> **Brief**: Among the entries below, how many lines have the word "bridge"? Answer only with the number.

[Free-text object descriptions]
◇ ◇ ◇

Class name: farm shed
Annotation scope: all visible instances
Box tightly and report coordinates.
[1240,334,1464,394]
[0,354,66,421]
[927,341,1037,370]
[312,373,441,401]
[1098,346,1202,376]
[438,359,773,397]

◇ ◇ ◇

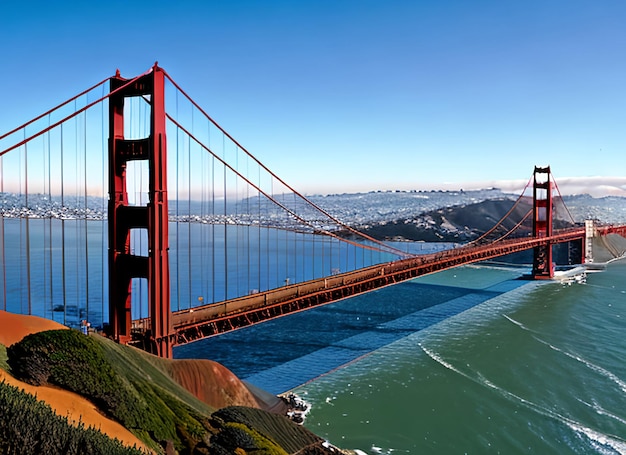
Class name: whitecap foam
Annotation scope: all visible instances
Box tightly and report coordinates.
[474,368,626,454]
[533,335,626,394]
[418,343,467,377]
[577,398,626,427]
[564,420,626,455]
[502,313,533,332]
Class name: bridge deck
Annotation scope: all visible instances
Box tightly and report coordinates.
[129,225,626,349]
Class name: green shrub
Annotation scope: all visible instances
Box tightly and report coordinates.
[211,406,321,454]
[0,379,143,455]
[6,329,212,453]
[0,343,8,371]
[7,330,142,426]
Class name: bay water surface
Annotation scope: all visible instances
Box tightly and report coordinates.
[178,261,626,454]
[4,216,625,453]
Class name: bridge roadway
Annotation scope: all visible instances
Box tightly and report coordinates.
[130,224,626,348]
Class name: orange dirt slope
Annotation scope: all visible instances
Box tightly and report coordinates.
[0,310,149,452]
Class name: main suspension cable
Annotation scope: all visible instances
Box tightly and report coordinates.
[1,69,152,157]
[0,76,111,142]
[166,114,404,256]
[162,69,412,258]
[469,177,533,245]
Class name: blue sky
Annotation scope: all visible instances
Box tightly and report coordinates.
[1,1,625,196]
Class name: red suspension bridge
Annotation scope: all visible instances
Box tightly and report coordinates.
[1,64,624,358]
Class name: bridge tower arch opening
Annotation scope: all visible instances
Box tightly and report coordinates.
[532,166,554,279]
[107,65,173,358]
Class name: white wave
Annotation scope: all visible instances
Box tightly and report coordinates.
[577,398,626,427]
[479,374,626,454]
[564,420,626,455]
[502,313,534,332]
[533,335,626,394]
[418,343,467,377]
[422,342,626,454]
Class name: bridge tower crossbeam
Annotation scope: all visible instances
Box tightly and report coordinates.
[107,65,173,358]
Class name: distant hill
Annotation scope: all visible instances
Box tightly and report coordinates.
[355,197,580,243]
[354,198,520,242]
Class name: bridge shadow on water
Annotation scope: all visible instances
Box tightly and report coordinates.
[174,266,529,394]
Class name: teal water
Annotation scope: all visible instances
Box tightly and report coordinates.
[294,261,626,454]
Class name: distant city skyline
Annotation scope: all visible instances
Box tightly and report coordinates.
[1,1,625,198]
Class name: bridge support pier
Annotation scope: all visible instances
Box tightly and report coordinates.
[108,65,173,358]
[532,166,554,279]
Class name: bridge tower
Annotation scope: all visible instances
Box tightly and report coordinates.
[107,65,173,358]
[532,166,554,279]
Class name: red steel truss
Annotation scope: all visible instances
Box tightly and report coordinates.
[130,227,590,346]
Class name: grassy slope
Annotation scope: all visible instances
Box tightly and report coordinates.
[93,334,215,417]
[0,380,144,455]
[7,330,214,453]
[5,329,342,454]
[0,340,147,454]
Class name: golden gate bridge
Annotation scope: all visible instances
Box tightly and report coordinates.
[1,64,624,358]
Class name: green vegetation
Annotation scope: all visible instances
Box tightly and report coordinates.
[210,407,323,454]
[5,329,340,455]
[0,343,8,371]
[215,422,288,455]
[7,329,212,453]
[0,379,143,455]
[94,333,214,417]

◇ ◇ ◇

> **Reply to the task**: 9